Beantworten Sie anhand der Pressemitteilung zum Radverkehr in der Fußgängerzone die folgenden Fragen.
1. Zu welchen Uhrzeiten soll die Fußgängerzone laut dem Antrag von SPD, CDU und FDP für den Radverkehr freigegeben werden?
2. In welchem Jahr hat der Rat den Radverkehrsentwicklungsplan beschlossen?
3. Zu welchen Zeiten ist die Fußgängerzone in Trier und Kleve für Fahrräder frei?

Vorliegender Text ::
************

PM: Radverkehr in der Fußgängerzone

Das Bündnis für nachhaltige Stadtentwicklung befürwortet eine zeitlich begrenzte Freigabe der Fußgängerzone für den Radverkehr.

Das Bündnis für nachhaltige Stadtentwicklung (BfnS) unterstützt einen Antrag von SPD, CDU und FDP im Rat am 17.06.2022, die Fußgängerzone von 23 bis 7 Uhr für den Radverkehr freizugeben. Die von ProCity in einer Pressemitteilung dagegen vorgebrachten Bedenken hält das Bündnis für kaum nachvollziehbar. Das BfnS befürwortet jedoch eine zeitlich etwas weitergehende Freigabe.

Im 2017 vom Rat beschlossenen Radverkehrsentwicklungsplan hatte das Fachbüro AB Stadtverkehr dazu geraten, die Fußgängerzone “außerhalb der Geschäftszeiten” freizugeben. Trier, Kleve und Köln, die vom Büro beraten worden waren, haben damit gute Erfahrungen gemacht. In Trier und Kleve, wo dieselben Lieferzeiten gelten wie in Göttingen, ist die Fußgängerzone von 19 bis 11 Uhr für Fahrräder frei. In Köln sind die Fußgängerzonen ganz freigegeben, nur in zwei Straßen ist es werktags von 11 bis 20 Uhr nicht erlaubt.

************

Datensatzauszug ::
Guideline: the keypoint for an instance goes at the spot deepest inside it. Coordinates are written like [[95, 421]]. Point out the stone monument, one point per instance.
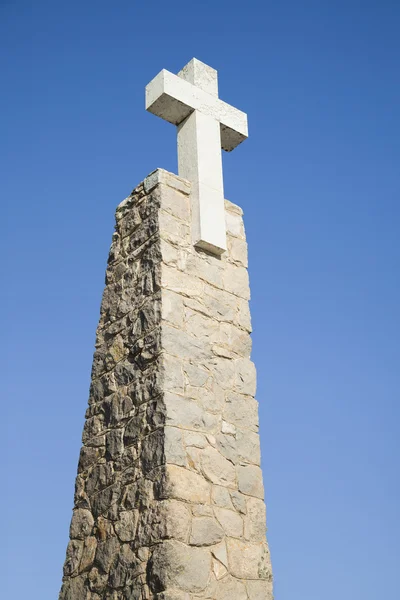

************

Lösung zur Aufgabe ::
1. Von 23 bis 7 Uhr.
2. 2017.
3. Von 19 bis 11 Uhr.